▶ [THE RECORDS]
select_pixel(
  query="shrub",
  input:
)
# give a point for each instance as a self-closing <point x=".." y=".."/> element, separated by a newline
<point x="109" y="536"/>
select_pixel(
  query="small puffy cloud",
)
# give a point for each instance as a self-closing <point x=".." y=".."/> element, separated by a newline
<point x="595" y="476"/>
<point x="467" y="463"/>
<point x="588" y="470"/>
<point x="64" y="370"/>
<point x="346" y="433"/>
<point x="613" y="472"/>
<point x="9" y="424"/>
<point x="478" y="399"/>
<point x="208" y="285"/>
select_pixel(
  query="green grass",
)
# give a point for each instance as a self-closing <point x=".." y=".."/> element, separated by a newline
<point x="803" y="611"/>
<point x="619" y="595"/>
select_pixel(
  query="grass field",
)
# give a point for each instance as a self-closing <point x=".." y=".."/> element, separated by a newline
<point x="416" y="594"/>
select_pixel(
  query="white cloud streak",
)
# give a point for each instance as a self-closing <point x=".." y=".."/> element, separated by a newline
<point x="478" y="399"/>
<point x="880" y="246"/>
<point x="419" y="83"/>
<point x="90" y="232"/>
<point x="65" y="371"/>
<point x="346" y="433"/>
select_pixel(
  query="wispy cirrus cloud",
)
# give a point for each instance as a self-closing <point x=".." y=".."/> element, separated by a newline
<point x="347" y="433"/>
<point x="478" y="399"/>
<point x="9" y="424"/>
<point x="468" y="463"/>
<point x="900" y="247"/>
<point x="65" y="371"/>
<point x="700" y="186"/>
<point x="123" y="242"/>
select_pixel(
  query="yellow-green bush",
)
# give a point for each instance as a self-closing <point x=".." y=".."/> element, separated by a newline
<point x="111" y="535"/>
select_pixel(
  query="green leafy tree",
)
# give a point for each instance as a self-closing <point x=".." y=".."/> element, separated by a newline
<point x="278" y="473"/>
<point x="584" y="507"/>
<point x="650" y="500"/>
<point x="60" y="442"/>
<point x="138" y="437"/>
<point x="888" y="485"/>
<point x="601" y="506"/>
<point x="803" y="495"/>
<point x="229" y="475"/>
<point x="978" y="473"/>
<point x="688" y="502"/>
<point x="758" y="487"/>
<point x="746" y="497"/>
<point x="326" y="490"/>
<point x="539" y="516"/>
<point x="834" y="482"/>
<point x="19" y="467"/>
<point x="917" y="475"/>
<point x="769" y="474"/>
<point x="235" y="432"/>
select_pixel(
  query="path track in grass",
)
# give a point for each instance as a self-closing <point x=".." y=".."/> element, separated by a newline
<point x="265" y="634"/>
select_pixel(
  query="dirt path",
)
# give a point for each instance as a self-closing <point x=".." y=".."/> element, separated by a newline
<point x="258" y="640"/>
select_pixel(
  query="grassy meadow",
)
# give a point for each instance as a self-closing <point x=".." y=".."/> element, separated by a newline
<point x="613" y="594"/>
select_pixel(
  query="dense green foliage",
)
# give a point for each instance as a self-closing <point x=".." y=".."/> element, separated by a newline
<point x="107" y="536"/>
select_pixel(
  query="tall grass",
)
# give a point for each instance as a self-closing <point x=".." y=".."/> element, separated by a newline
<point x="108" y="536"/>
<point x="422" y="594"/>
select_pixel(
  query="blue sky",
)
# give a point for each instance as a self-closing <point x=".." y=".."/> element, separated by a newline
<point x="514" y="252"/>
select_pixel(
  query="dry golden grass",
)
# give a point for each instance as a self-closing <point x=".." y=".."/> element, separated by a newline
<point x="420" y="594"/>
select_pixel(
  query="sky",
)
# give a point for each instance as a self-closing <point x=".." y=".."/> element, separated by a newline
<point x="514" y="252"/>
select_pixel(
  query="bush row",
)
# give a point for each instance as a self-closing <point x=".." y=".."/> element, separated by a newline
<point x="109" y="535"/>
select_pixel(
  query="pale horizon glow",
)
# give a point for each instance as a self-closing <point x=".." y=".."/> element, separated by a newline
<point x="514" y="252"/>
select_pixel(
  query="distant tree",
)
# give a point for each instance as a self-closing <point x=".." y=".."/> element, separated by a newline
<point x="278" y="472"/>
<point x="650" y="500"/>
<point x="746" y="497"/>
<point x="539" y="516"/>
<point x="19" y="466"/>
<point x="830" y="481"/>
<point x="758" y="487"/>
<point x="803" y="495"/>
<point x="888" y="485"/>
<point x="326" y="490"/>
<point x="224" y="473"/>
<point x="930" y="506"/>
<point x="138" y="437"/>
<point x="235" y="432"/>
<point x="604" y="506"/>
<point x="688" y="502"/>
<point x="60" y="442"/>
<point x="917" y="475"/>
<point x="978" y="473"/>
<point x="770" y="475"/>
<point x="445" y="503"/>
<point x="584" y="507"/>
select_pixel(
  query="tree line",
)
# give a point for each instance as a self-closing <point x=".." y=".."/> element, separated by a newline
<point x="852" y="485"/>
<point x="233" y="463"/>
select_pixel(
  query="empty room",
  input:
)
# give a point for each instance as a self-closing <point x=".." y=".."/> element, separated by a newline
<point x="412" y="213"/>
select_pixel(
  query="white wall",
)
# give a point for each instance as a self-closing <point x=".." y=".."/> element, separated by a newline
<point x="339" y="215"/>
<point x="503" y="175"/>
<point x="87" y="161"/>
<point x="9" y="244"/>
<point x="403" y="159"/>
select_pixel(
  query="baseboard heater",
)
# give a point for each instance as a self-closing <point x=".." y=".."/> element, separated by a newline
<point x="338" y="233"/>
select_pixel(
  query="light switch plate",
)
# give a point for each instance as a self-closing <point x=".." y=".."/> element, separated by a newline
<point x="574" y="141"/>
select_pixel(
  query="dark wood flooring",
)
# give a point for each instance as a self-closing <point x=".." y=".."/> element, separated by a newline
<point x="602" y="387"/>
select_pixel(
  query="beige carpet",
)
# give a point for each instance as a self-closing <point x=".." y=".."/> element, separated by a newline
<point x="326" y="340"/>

▶ [GIVEN REQUEST] Write an exact transcription of every entry above.

▶ [OUTPUT OF THE TASK]
select_pixel(
  query="shrub",
  input:
)
# give a point for each instance as a self-closing <point x=".." y=".."/> element, separated by a newline
<point x="109" y="536"/>
select_pixel(
  query="small puffy cloud",
)
# give a point for each instance as a self-closing <point x=".." y=".."/> element, separated by a newline
<point x="595" y="476"/>
<point x="467" y="463"/>
<point x="588" y="470"/>
<point x="64" y="370"/>
<point x="346" y="433"/>
<point x="613" y="472"/>
<point x="9" y="424"/>
<point x="478" y="399"/>
<point x="208" y="285"/>
select_pixel(
  query="green grass",
)
# give a point for each instance as a self-closing <point x=".." y=".."/> element, separated by a newline
<point x="803" y="611"/>
<point x="619" y="595"/>
select_pixel(
  query="grass field",
)
# give a point for each instance as a self-closing <point x=".." y=".."/> element, separated by a newline
<point x="416" y="594"/>
select_pixel(
  query="white cloud streak",
)
# give a point for each instance as a self-closing <point x=".." y=".."/> element, separated by a newline
<point x="478" y="399"/>
<point x="880" y="246"/>
<point x="419" y="83"/>
<point x="90" y="232"/>
<point x="65" y="371"/>
<point x="346" y="433"/>
select_pixel(
  query="wispy cirrus cloud",
)
# give a point for each instance as a self-closing <point x=".." y=".."/> element, separated by a newline
<point x="347" y="433"/>
<point x="478" y="399"/>
<point x="9" y="424"/>
<point x="468" y="463"/>
<point x="900" y="247"/>
<point x="65" y="371"/>
<point x="700" y="186"/>
<point x="123" y="242"/>
select_pixel(
  query="yellow-green bush",
)
# give a point for each instance as a self-closing <point x=".." y=".."/> element, separated by a newline
<point x="111" y="535"/>
select_pixel(
  query="green leafy tree",
)
# give a point for each instance as a self-closing <point x=".." y=".."/> element, separated by a newline
<point x="278" y="473"/>
<point x="584" y="507"/>
<point x="650" y="500"/>
<point x="60" y="442"/>
<point x="138" y="437"/>
<point x="888" y="485"/>
<point x="601" y="506"/>
<point x="803" y="495"/>
<point x="229" y="475"/>
<point x="978" y="473"/>
<point x="688" y="502"/>
<point x="758" y="487"/>
<point x="746" y="497"/>
<point x="326" y="490"/>
<point x="539" y="516"/>
<point x="834" y="482"/>
<point x="19" y="467"/>
<point x="917" y="475"/>
<point x="769" y="474"/>
<point x="235" y="432"/>
select_pixel(
  query="path track in grass",
)
# give a point for each instance as a self-closing <point x=".." y=".."/> element, separated by a newline
<point x="265" y="634"/>
select_pixel(
  query="dirt path",
)
# give a point for each instance as a self-closing <point x=".." y=".."/> element, separated by a newline
<point x="258" y="640"/>
select_pixel(
  query="grassy meadow",
)
# give a point for each instance as a self-closing <point x=".." y=".."/> element, separated by a newline
<point x="613" y="594"/>
select_pixel(
  query="dense green foliage",
)
# give a point for each instance as a self-closing <point x=".." y=".."/> element, separated by a newline
<point x="107" y="536"/>
select_pixel(
  query="tall grass",
)
# give a point for each instance as a self-closing <point x=".." y=".."/> element, separated by a newline
<point x="108" y="536"/>
<point x="422" y="594"/>
select_pixel(
  query="blue sky",
)
# give a point for each instance as a self-closing <point x=".." y=".."/> element, separated by a newline
<point x="514" y="252"/>
select_pixel(
  query="dry golden grass",
)
# give a point for each instance as a self-closing <point x=".." y=".."/> element, separated by a newline
<point x="420" y="594"/>
select_pixel(
  query="sky",
)
# give a point for each instance as a self-closing <point x=".." y=".."/> element, separated by a newline
<point x="514" y="252"/>
select_pixel(
  query="bush row",
)
# give a point for each instance as a self-closing <point x=".." y=".."/> element, separated by a newline
<point x="109" y="535"/>
select_pixel(
  query="pale horizon glow",
)
# give a point for each instance as a self-closing <point x=".." y=".."/> element, separated by a newline
<point x="514" y="252"/>
select_pixel(
  query="distant tree",
)
# give a point for each instance as a self-closing <point x=".." y=".."/> element, separated by a newline
<point x="278" y="472"/>
<point x="650" y="500"/>
<point x="746" y="497"/>
<point x="539" y="516"/>
<point x="19" y="466"/>
<point x="830" y="481"/>
<point x="758" y="487"/>
<point x="803" y="495"/>
<point x="888" y="485"/>
<point x="326" y="490"/>
<point x="224" y="473"/>
<point x="930" y="506"/>
<point x="138" y="437"/>
<point x="235" y="432"/>
<point x="604" y="506"/>
<point x="688" y="502"/>
<point x="60" y="442"/>
<point x="917" y="475"/>
<point x="978" y="473"/>
<point x="770" y="475"/>
<point x="445" y="503"/>
<point x="584" y="507"/>
select_pixel(
  query="tree line",
)
# give a point for each instance as a self-closing <point x=".." y=".."/> element, separated by a newline
<point x="852" y="485"/>
<point x="233" y="463"/>
select_pixel(
  query="empty room",
  input:
)
# give a point for each instance as a self-closing <point x=".." y=".."/> element, separated by a newline
<point x="412" y="213"/>
select_pixel(
  query="white wall",
)
# give a point for each instance as a self-closing <point x=".." y=".."/> element, separated by a newline
<point x="339" y="215"/>
<point x="503" y="175"/>
<point x="87" y="161"/>
<point x="9" y="244"/>
<point x="403" y="159"/>
select_pixel(
  query="baseboard heater",
)
# give a point for each instance as a self-closing <point x=".." y=".."/> element, separated by a newline
<point x="338" y="233"/>
select_pixel(
  query="light switch plate",
)
# give a point for each instance as a self-closing <point x=".." y=".."/> element, separated by a newline
<point x="574" y="141"/>
select_pixel(
  query="dark wood flooring",
)
# give a point for each instance as a self-closing <point x=".." y=".."/> element, separated by a newline
<point x="602" y="387"/>
select_pixel(
  query="beige carpet",
)
# give a point for each instance as a self-closing <point x=".." y=".."/> element, separated by a newline
<point x="326" y="340"/>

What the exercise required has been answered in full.